**RECORDS TO PROCESS:**
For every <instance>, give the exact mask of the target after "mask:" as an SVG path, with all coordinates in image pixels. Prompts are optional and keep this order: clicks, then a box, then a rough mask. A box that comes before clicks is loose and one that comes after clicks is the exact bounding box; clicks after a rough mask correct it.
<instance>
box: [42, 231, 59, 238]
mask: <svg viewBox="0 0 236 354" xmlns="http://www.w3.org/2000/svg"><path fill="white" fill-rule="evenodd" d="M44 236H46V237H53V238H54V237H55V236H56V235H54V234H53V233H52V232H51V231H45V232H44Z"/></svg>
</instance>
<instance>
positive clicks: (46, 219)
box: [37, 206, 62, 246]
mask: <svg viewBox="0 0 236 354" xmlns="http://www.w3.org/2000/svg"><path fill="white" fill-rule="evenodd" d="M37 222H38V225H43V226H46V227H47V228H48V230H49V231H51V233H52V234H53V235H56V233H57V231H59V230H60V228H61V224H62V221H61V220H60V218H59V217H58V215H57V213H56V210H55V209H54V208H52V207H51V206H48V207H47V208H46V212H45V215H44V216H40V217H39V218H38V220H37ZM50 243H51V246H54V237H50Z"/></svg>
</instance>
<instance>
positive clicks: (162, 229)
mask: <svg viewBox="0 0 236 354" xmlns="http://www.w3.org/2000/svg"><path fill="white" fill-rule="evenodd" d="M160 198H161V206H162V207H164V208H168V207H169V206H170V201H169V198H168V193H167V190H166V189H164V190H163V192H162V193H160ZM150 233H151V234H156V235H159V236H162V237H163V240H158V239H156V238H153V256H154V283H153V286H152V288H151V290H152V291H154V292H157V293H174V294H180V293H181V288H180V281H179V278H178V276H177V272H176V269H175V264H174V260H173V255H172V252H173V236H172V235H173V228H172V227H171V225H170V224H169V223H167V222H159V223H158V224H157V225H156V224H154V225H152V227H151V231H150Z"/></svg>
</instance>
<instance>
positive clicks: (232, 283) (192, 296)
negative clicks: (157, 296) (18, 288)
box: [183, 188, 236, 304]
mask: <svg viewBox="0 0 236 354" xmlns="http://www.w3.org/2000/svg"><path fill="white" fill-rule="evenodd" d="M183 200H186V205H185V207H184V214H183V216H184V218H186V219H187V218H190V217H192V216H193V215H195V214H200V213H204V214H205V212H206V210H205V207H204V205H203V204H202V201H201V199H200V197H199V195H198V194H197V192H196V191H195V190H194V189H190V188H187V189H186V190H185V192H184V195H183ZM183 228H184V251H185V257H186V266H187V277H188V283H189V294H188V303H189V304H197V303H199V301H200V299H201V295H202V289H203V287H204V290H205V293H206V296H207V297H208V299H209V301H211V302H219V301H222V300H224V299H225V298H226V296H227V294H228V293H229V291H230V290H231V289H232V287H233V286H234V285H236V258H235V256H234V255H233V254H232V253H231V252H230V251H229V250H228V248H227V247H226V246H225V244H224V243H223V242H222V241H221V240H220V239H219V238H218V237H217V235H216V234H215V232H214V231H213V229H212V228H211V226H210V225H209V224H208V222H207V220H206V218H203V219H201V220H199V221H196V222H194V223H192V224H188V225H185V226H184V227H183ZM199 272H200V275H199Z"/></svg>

**INSTRUCTIONS TO FOLLOW:**
Extract each entry in full and write it down exactly.

**PROBLEM SOLUTION:**
For every <instance>, give the exact mask of the target after "mask:" as an SVG path, with all coordinates in image pixels. Prompts are optional and keep this order: clicks, then a box, then a rough mask. A box that comes before clicks is loose and one that comes after clicks is the exact bounding box; clicks after a rough mask correct it.
<instance>
box: [42, 231, 59, 238]
mask: <svg viewBox="0 0 236 354" xmlns="http://www.w3.org/2000/svg"><path fill="white" fill-rule="evenodd" d="M44 236H46V237H53V238H54V237H55V236H56V235H54V234H53V233H52V232H51V231H45V232H44Z"/></svg>
</instance>
<instance>
positive clicks: (46, 219)
box: [37, 206, 62, 246]
mask: <svg viewBox="0 0 236 354" xmlns="http://www.w3.org/2000/svg"><path fill="white" fill-rule="evenodd" d="M37 222H38V225H43V226H46V227H47V228H48V230H49V231H51V233H52V234H53V235H56V233H57V231H59V230H60V228H61V224H62V221H61V220H60V218H59V217H58V215H57V213H56V210H55V209H54V208H52V207H51V206H48V207H47V208H46V212H45V215H44V216H40V217H39V218H38V220H37ZM50 243H51V246H54V237H50Z"/></svg>
</instance>
<instance>
positive clicks: (162, 229)
mask: <svg viewBox="0 0 236 354" xmlns="http://www.w3.org/2000/svg"><path fill="white" fill-rule="evenodd" d="M160 198H161V206H162V207H164V208H168V207H169V206H170V201H169V198H168V193H167V190H166V189H164V190H163V192H162V193H160ZM150 233H151V234H156V235H159V236H162V237H163V240H158V239H156V238H153V256H154V283H153V286H152V288H151V290H152V291H154V292H157V293H174V294H180V293H181V288H180V281H179V278H178V276H177V272H176V269H175V264H174V260H173V255H172V252H173V236H172V235H173V228H172V227H171V225H170V224H169V223H167V222H159V223H158V224H157V225H156V224H154V225H152V227H151V231H150Z"/></svg>
</instance>
<instance>
positive clicks: (232, 283) (192, 296)
negative clicks: (157, 296) (18, 288)
box: [183, 188, 236, 304]
mask: <svg viewBox="0 0 236 354" xmlns="http://www.w3.org/2000/svg"><path fill="white" fill-rule="evenodd" d="M183 200H186V205H185V207H184V214H183V216H184V218H186V219H187V218H190V217H192V216H193V215H195V214H200V213H204V214H205V212H206V210H205V207H204V205H203V204H202V201H201V199H200V197H199V195H198V194H197V192H196V191H195V190H194V189H190V188H187V189H186V190H185V192H184V195H183ZM183 228H184V251H185V257H186V266H187V277H188V283H189V294H188V303H189V304H197V303H199V301H200V299H201V295H202V289H203V287H204V290H205V293H206V296H207V297H208V299H209V301H211V302H219V301H222V300H224V299H225V298H226V296H227V294H228V293H229V291H230V290H231V289H232V287H233V286H234V285H236V258H235V256H234V255H233V254H232V253H231V252H230V251H229V250H228V248H227V247H226V246H225V244H224V243H223V242H222V241H221V240H220V239H219V238H218V237H217V235H216V234H215V232H214V231H213V229H212V228H211V226H210V225H209V224H208V222H207V220H206V218H203V219H201V220H199V221H196V222H194V223H192V224H188V225H185V226H184V227H183ZM199 272H200V275H199Z"/></svg>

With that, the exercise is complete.